Localiza en el listado cada línea que contenga la palabra "sunset" y cópiala tal como aparece.

**Listado de trabajo**
╔══

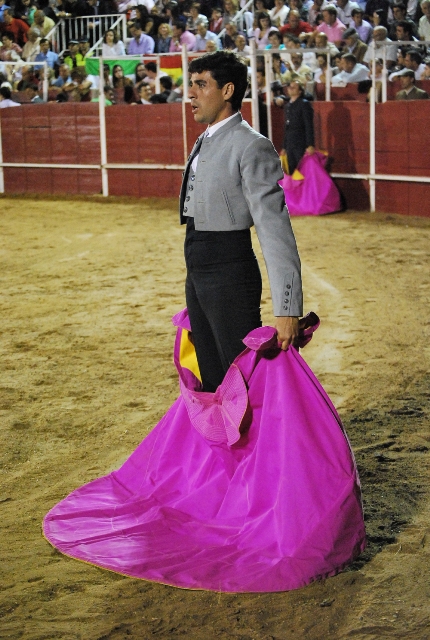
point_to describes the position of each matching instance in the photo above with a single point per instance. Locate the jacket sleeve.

╚══
╔══

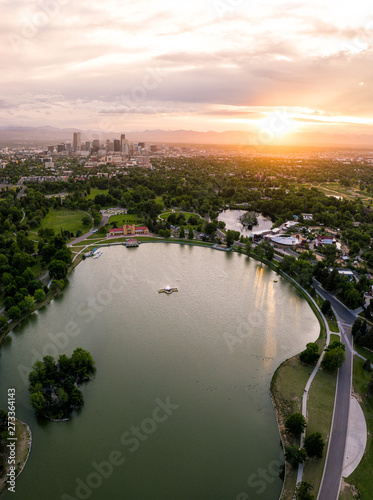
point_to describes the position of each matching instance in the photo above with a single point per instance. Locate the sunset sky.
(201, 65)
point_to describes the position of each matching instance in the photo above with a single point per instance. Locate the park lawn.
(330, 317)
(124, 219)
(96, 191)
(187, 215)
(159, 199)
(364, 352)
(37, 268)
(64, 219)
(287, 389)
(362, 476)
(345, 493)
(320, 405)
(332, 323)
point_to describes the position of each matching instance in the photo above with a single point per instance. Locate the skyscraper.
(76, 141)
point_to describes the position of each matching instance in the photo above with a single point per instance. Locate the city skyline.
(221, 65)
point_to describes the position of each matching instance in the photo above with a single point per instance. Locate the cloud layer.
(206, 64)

╚══

**Solución escrita**
point_to describes the position of each matching instance in the photo above with a single point per instance. Locate the sunset sky.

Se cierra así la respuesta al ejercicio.